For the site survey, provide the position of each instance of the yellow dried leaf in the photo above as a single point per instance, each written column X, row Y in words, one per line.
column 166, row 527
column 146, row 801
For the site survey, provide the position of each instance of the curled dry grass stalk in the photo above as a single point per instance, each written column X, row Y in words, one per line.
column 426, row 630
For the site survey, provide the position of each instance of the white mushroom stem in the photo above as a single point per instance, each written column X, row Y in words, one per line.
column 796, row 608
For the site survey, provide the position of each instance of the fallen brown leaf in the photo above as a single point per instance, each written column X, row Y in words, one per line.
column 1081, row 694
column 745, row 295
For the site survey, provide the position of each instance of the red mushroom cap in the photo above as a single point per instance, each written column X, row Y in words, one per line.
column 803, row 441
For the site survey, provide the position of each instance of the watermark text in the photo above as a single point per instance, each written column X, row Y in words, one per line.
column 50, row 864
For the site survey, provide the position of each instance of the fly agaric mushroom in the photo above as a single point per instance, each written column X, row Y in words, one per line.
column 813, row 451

+===+

Retype exactly the lines from the one containing "of the curled" through the end of the data. Add nothing.

» **Completed task**
For the site survey, provide the position of each instance of the curled dry grass stalk in the photo above as a single point per instance, each written column X, row Y in words, one per line.
column 426, row 630
For the site survey, provide the position of each instance of the white mushroom stem in the photo above as a single point per instance, each written column X, row Y in words, one per line.
column 796, row 608
For the site survey, provide the position of each instance of the fallen brown leaf in the photo above as a single point per instance, each written column X, row Y in words, one per line.
column 1081, row 694
column 745, row 295
For the site survey, provide the position of each instance of the red mushroom cap in the photo above as a single point per instance, each written column X, row Y in words, one per line.
column 803, row 441
For the site survey, provide the position of each instance of the watermark text in the photo above as a single point per instance, each written column X, row Y in words, one per line.
column 50, row 864
For the site survey, provide the position of each instance of the fly agaric mushroom in the photo above as a single point per instance, each written column X, row Y in words, one per line.
column 813, row 451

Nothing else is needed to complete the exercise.